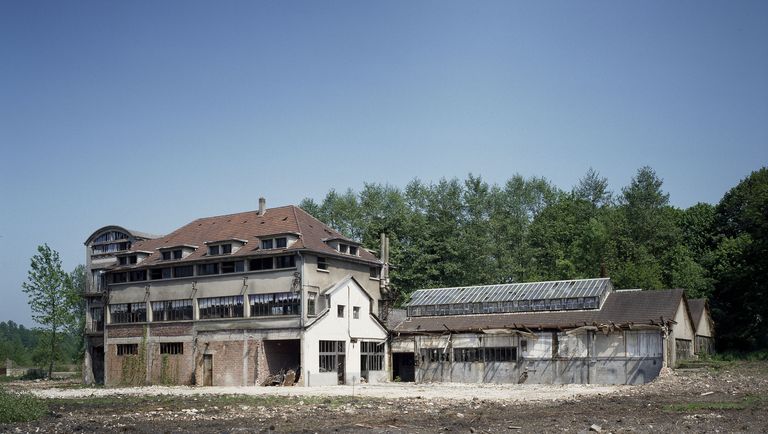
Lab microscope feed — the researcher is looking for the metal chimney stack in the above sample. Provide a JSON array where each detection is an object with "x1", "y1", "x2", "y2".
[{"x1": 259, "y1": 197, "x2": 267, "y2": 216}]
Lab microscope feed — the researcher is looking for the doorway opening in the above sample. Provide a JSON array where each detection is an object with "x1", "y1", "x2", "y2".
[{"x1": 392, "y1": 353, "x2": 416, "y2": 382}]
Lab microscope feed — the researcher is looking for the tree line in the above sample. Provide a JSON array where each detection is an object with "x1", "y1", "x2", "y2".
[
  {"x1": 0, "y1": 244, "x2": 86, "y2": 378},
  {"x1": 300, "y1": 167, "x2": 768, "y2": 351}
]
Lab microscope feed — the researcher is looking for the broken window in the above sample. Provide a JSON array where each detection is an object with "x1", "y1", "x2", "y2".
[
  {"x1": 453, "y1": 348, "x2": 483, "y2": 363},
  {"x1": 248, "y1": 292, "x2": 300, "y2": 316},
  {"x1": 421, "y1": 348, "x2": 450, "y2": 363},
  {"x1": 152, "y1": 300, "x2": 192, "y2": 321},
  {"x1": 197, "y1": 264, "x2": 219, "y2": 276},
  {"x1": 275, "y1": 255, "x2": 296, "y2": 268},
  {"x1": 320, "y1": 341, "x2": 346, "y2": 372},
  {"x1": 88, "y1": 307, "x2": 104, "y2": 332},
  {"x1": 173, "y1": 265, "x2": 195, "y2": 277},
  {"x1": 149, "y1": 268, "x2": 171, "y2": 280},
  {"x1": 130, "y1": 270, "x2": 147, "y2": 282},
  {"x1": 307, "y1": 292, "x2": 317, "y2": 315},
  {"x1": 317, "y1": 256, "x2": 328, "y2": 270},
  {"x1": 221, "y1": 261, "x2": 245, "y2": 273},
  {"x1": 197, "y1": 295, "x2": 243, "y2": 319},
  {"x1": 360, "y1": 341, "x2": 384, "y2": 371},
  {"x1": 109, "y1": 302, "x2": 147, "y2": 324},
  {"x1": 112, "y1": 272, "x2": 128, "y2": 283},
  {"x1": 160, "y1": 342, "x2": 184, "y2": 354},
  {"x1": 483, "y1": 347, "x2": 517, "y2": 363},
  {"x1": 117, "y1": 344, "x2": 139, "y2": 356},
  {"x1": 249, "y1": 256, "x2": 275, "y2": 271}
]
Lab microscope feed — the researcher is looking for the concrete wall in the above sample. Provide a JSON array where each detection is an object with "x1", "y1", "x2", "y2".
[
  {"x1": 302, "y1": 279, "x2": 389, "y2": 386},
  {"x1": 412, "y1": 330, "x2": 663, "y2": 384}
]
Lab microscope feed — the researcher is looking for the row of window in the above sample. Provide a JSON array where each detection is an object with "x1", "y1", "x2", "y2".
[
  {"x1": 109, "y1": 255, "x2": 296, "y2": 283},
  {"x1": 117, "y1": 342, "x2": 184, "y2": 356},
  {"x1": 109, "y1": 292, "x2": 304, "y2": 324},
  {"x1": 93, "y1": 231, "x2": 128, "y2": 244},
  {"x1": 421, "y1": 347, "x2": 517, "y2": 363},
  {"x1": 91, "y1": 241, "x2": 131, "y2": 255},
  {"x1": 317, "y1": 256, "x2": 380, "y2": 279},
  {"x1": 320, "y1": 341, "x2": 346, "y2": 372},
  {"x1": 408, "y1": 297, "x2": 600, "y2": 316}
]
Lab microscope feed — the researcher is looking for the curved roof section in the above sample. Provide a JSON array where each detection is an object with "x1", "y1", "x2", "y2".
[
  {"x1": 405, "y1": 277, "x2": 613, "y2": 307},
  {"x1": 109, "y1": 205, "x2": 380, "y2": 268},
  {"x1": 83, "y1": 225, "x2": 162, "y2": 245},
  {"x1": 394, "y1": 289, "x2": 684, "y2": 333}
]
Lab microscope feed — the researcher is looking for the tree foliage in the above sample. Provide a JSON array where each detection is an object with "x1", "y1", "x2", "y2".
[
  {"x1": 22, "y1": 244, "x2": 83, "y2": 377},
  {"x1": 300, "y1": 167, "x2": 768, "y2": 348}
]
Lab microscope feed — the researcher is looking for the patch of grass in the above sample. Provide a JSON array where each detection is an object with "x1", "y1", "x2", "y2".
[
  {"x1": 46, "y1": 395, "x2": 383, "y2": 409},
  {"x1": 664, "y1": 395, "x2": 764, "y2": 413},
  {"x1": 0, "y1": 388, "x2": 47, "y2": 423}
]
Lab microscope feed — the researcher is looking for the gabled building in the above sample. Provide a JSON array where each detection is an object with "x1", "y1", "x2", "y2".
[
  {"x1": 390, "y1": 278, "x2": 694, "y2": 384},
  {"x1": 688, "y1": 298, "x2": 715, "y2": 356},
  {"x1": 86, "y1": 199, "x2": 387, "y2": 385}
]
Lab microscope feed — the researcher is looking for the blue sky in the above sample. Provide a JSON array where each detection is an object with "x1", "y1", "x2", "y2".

- **STATED TASK**
Copy the listing above word for word, leaving out the pictures.

- **FINAL RESULT**
Lab microscope feed — the researcher is looking for the metal chimney stack in the above sample. Provide a JSON array where each detection is an object with "x1", "y1", "x2", "y2".
[{"x1": 259, "y1": 197, "x2": 267, "y2": 216}]
Lab microscope feed — the researcher is looking for the doorway opening in the above sample. Provide a JSON array where each detection is an object with "x1", "y1", "x2", "y2".
[{"x1": 392, "y1": 353, "x2": 416, "y2": 382}]
Lab microscope feed — the researcher is looking for the tree line in the above sample. Provide a JSON array where each detection is an object with "x1", "y1", "x2", "y2".
[
  {"x1": 0, "y1": 244, "x2": 86, "y2": 378},
  {"x1": 300, "y1": 167, "x2": 768, "y2": 351}
]
Lab microscope feed — the researcher is looking for the broken window in the above sample. Provide a JSON array where each detection is an object with "x1", "y1", "x2", "y2".
[
  {"x1": 453, "y1": 348, "x2": 483, "y2": 363},
  {"x1": 248, "y1": 292, "x2": 300, "y2": 316},
  {"x1": 421, "y1": 348, "x2": 450, "y2": 363},
  {"x1": 152, "y1": 300, "x2": 192, "y2": 321},
  {"x1": 197, "y1": 264, "x2": 219, "y2": 276},
  {"x1": 275, "y1": 255, "x2": 296, "y2": 268},
  {"x1": 320, "y1": 341, "x2": 346, "y2": 372},
  {"x1": 88, "y1": 307, "x2": 104, "y2": 332},
  {"x1": 173, "y1": 265, "x2": 195, "y2": 277},
  {"x1": 149, "y1": 268, "x2": 171, "y2": 280},
  {"x1": 130, "y1": 270, "x2": 147, "y2": 282},
  {"x1": 307, "y1": 292, "x2": 317, "y2": 315},
  {"x1": 317, "y1": 256, "x2": 328, "y2": 270},
  {"x1": 221, "y1": 261, "x2": 245, "y2": 273},
  {"x1": 197, "y1": 295, "x2": 243, "y2": 319},
  {"x1": 360, "y1": 341, "x2": 384, "y2": 371},
  {"x1": 109, "y1": 302, "x2": 147, "y2": 324},
  {"x1": 112, "y1": 272, "x2": 128, "y2": 283},
  {"x1": 160, "y1": 342, "x2": 184, "y2": 354},
  {"x1": 483, "y1": 347, "x2": 517, "y2": 363},
  {"x1": 117, "y1": 344, "x2": 139, "y2": 356},
  {"x1": 249, "y1": 256, "x2": 275, "y2": 271}
]
Lab microscope feed — the researcher is looking for the concrete wall in the above sample. Provide a JSON array where each detection is an object with "x1", "y1", "x2", "y2".
[
  {"x1": 302, "y1": 279, "x2": 389, "y2": 386},
  {"x1": 412, "y1": 330, "x2": 663, "y2": 384}
]
Lab microscope feed — the researcher is looking for the row of window in the above sample. Provide a JSON array where each detection is an object with "x1", "y1", "x2", "y2".
[
  {"x1": 109, "y1": 255, "x2": 296, "y2": 283},
  {"x1": 117, "y1": 342, "x2": 184, "y2": 356},
  {"x1": 109, "y1": 292, "x2": 304, "y2": 324},
  {"x1": 93, "y1": 231, "x2": 128, "y2": 244},
  {"x1": 421, "y1": 347, "x2": 517, "y2": 363},
  {"x1": 91, "y1": 241, "x2": 131, "y2": 255},
  {"x1": 317, "y1": 256, "x2": 380, "y2": 279},
  {"x1": 320, "y1": 341, "x2": 346, "y2": 372},
  {"x1": 408, "y1": 297, "x2": 600, "y2": 316}
]
Lab microscope feed — the researcher is looking for the curved roof section in the above sample. Provide a JSON array where each detection is an object with "x1", "y1", "x2", "y2".
[
  {"x1": 405, "y1": 277, "x2": 613, "y2": 307},
  {"x1": 109, "y1": 205, "x2": 380, "y2": 268},
  {"x1": 83, "y1": 225, "x2": 162, "y2": 245},
  {"x1": 394, "y1": 289, "x2": 684, "y2": 333}
]
Lab microscope feed — the researcher is looking for the tree foliage in the above sample. Provide a JSON array where each detection is an object with "x1", "y1", "x2", "y2".
[
  {"x1": 22, "y1": 244, "x2": 83, "y2": 377},
  {"x1": 300, "y1": 167, "x2": 768, "y2": 348}
]
Lab microscope feed — the researcher is looking for the patch of grass in the above sample. Provide a JSON array where each detection is an object with "x1", "y1", "x2", "y2".
[
  {"x1": 46, "y1": 395, "x2": 383, "y2": 409},
  {"x1": 664, "y1": 395, "x2": 764, "y2": 413},
  {"x1": 0, "y1": 388, "x2": 47, "y2": 423}
]
Lab microscope feed — the researcher is looking for the gabled building in the above sample. Provide a JSON array where each detection is an object with "x1", "y1", "x2", "y2".
[
  {"x1": 390, "y1": 278, "x2": 694, "y2": 384},
  {"x1": 688, "y1": 298, "x2": 715, "y2": 356},
  {"x1": 86, "y1": 199, "x2": 387, "y2": 385}
]
Lab microscope feed — the researcher is looking for the blue sky in the above sample. Provide a JSON array where each detection is an object with "x1", "y1", "x2", "y2".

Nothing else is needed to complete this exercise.